### Problem to work on
Copy the records again, starting with the line with "blue sky -> point" and going on through the end, requests included, and raise every number in the point coordinates by 3. Leave out the pictures.

### Material shown
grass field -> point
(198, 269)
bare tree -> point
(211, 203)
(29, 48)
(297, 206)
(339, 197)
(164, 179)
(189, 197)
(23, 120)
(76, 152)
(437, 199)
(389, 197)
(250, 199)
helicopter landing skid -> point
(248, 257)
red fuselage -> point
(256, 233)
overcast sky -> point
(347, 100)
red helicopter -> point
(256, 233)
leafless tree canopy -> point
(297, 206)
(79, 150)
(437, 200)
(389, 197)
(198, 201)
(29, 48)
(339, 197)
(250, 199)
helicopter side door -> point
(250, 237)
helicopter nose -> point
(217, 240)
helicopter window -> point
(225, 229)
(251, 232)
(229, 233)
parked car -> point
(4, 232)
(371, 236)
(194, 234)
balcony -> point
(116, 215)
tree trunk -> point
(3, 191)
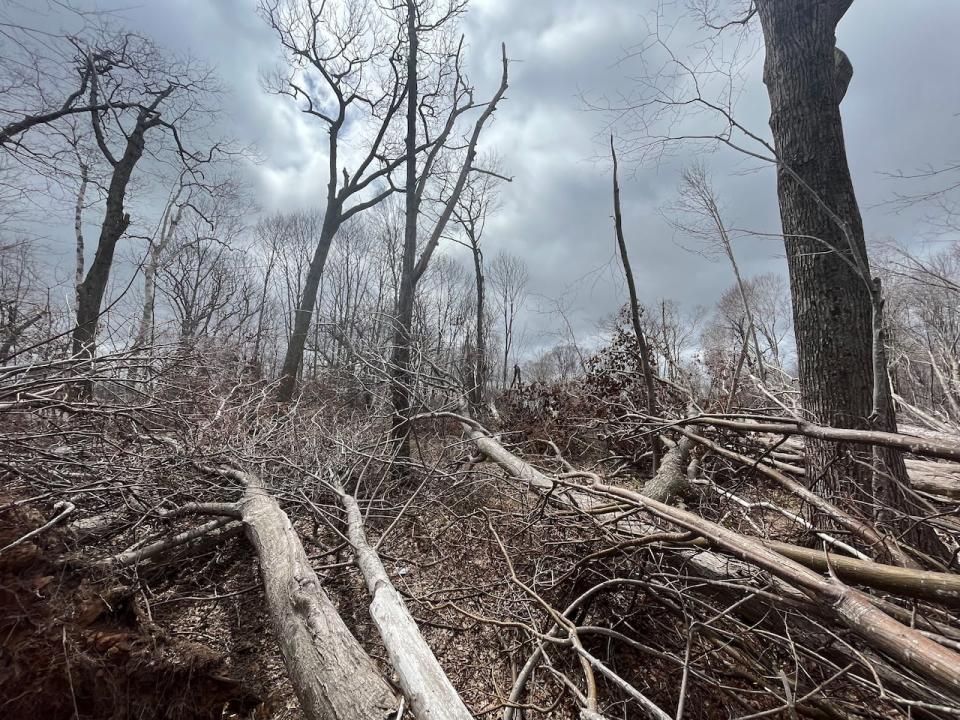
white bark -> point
(333, 677)
(426, 686)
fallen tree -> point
(852, 608)
(425, 685)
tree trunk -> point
(479, 363)
(293, 359)
(78, 228)
(400, 389)
(850, 607)
(147, 314)
(831, 299)
(425, 684)
(333, 677)
(837, 305)
(645, 362)
(115, 222)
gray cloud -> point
(900, 113)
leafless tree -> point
(420, 179)
(509, 277)
(698, 214)
(479, 199)
(138, 93)
(344, 72)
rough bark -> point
(293, 358)
(78, 228)
(333, 677)
(426, 686)
(400, 357)
(831, 298)
(480, 361)
(90, 292)
(167, 233)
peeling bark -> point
(426, 686)
(333, 677)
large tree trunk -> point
(820, 218)
(332, 675)
(400, 390)
(837, 305)
(303, 316)
(425, 684)
(849, 607)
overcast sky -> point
(900, 113)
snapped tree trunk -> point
(645, 361)
(850, 607)
(835, 315)
(400, 390)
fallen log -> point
(861, 529)
(425, 685)
(852, 608)
(920, 584)
(161, 547)
(926, 447)
(333, 677)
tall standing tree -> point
(346, 73)
(135, 93)
(837, 303)
(457, 163)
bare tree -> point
(452, 82)
(477, 202)
(345, 73)
(508, 279)
(698, 214)
(646, 363)
(138, 93)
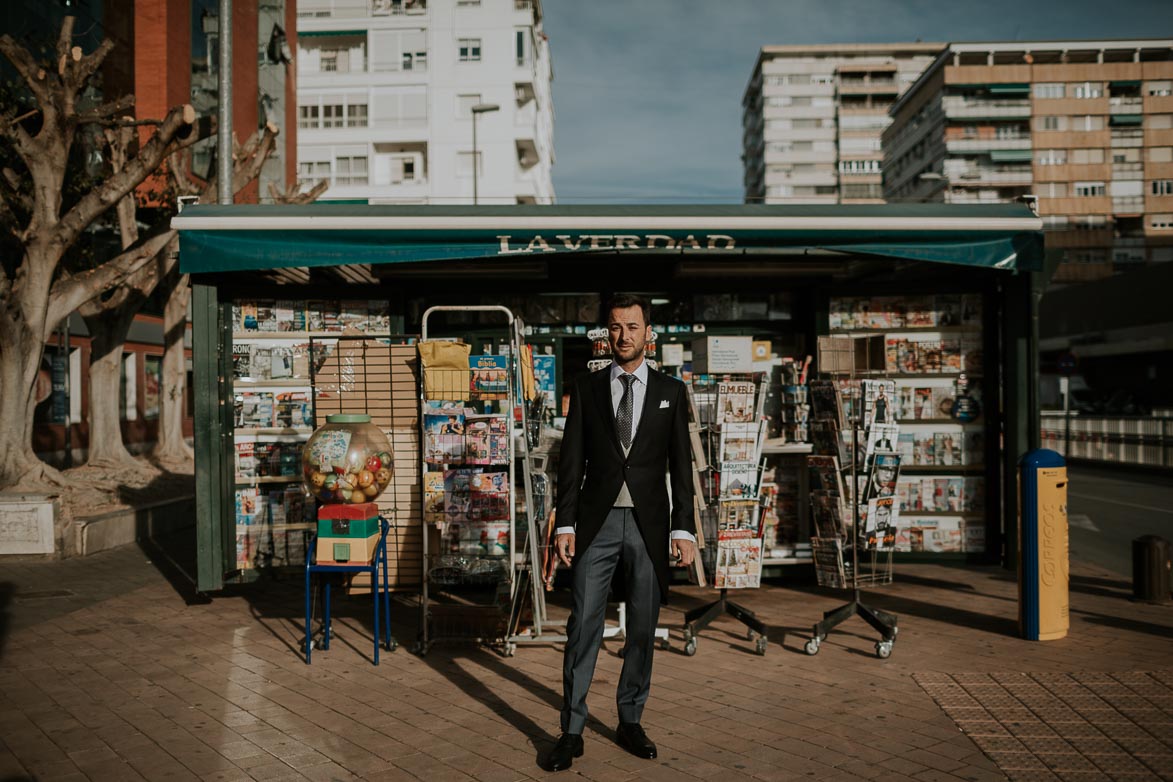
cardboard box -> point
(717, 354)
(347, 528)
(346, 551)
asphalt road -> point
(1107, 509)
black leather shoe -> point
(631, 736)
(562, 756)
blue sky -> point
(648, 93)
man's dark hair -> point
(624, 300)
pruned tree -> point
(35, 293)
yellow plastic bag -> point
(445, 369)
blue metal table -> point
(380, 557)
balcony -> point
(985, 144)
(960, 107)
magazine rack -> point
(472, 565)
(832, 568)
(709, 417)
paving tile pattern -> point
(129, 681)
(1066, 726)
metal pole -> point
(224, 127)
(474, 157)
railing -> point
(1121, 440)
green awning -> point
(1010, 155)
(223, 239)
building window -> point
(333, 116)
(1089, 89)
(469, 49)
(311, 172)
(307, 116)
(1087, 122)
(1051, 156)
(350, 170)
(1051, 123)
(357, 115)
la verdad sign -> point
(564, 242)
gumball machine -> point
(346, 464)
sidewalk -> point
(123, 680)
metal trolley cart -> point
(470, 455)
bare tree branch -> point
(106, 110)
(293, 196)
(102, 197)
(70, 292)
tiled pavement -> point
(124, 680)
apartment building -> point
(813, 115)
(1084, 126)
(386, 96)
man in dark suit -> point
(626, 426)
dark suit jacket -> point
(591, 467)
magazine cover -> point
(443, 436)
(827, 511)
(824, 475)
(824, 402)
(738, 563)
(242, 360)
(488, 376)
(433, 497)
(881, 523)
(882, 439)
(738, 516)
(739, 480)
(736, 402)
(879, 398)
(741, 442)
(885, 475)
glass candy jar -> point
(347, 460)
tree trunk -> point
(170, 447)
(20, 360)
(108, 333)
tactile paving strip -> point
(1075, 726)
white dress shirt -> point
(638, 392)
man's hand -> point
(564, 545)
(684, 551)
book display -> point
(933, 359)
(734, 509)
(277, 346)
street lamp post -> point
(480, 108)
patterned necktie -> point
(623, 415)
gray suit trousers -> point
(617, 542)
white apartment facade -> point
(385, 95)
(813, 115)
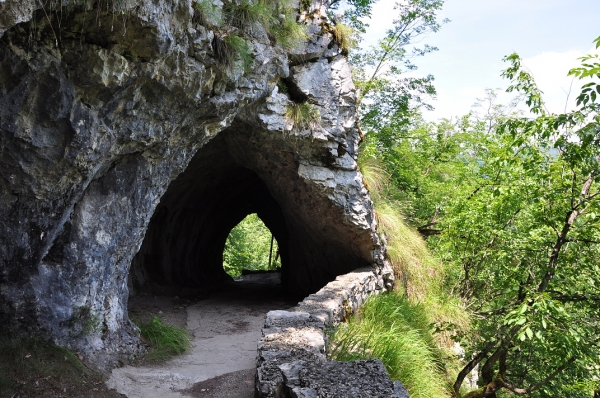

### Task output
blue sky -> point
(651, 96)
man's dark hair -> point
(627, 303)
pruned tree -> point
(38, 296)
yellow plastic bag -> point
(448, 372)
blue metal table -> point
(383, 560)
balcony -> point
(988, 147)
(963, 110)
magazine rack -> point
(475, 568)
(835, 571)
(712, 420)
paving tile pattern -> point
(132, 684)
(1069, 729)
metal pole -> point
(227, 130)
(477, 160)
railing -> point
(1124, 443)
green awning -> point
(1013, 158)
(226, 242)
building window -> point
(336, 119)
(1092, 92)
(472, 52)
(314, 175)
(310, 119)
(1090, 125)
(1054, 159)
(353, 173)
(1054, 126)
(360, 118)
la verdad sign -> point
(567, 245)
gumball machine -> point
(349, 467)
sidewalk -> point
(126, 683)
metal trolley cart -> point
(473, 458)
bare tree branch -> point
(109, 113)
(296, 199)
(105, 200)
(73, 295)
tiled pavement -> point
(127, 683)
apartment building -> point
(816, 118)
(1087, 129)
(389, 99)
man in dark suit -> point
(629, 429)
dark suit jacket -> point
(594, 470)
magazine cover -> point
(446, 439)
(830, 514)
(827, 478)
(827, 405)
(741, 566)
(245, 363)
(491, 379)
(436, 500)
(884, 526)
(885, 442)
(741, 519)
(742, 483)
(739, 405)
(882, 401)
(744, 445)
(888, 478)
glass candy jar -> point
(350, 463)
tree trunk -> point
(173, 450)
(23, 363)
(111, 336)
tactile paving strip -> point
(1078, 729)
white dress shirt -> point
(641, 395)
man's hand -> point
(567, 548)
(687, 554)
book display -> point
(936, 362)
(737, 512)
(280, 349)
street lamp post -> point
(483, 111)
patterned necktie -> point
(626, 418)
gray suit trousers -> point
(620, 545)
white apartment facade -> point
(388, 98)
(816, 118)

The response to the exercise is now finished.